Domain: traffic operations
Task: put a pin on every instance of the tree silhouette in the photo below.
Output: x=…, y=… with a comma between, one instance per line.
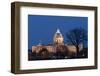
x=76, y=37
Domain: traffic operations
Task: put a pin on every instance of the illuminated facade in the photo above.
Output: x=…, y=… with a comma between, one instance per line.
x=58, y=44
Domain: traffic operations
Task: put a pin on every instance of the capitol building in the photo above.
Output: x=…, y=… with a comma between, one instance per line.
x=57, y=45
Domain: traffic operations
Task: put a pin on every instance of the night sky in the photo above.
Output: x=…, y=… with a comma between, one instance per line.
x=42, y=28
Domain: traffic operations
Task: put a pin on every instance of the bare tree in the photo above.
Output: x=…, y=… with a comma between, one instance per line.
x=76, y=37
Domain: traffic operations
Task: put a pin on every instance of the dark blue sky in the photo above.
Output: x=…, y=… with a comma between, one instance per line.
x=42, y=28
==
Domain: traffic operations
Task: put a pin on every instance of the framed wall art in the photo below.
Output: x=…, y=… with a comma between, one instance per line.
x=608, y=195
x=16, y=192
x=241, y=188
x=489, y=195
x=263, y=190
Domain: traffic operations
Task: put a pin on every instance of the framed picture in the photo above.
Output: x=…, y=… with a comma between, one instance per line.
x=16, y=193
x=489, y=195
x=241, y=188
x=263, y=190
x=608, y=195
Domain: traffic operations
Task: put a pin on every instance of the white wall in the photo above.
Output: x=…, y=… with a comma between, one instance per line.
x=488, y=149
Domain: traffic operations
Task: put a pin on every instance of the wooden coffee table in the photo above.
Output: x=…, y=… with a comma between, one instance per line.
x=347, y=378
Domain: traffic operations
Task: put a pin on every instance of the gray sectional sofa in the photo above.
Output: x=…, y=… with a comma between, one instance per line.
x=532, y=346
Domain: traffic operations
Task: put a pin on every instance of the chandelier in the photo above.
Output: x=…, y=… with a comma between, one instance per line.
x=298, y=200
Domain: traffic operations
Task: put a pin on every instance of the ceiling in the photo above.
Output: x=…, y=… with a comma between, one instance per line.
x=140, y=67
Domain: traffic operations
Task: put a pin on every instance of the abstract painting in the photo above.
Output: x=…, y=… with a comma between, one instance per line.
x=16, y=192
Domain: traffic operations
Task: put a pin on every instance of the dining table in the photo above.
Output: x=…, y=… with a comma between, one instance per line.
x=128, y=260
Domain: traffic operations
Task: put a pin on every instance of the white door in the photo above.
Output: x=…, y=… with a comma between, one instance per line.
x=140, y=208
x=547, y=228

→ Problem details: Count how many lines in the rows above contain the string "table", treating uppercase and lowercase as different, and reply with only that number.

→ Written response: 2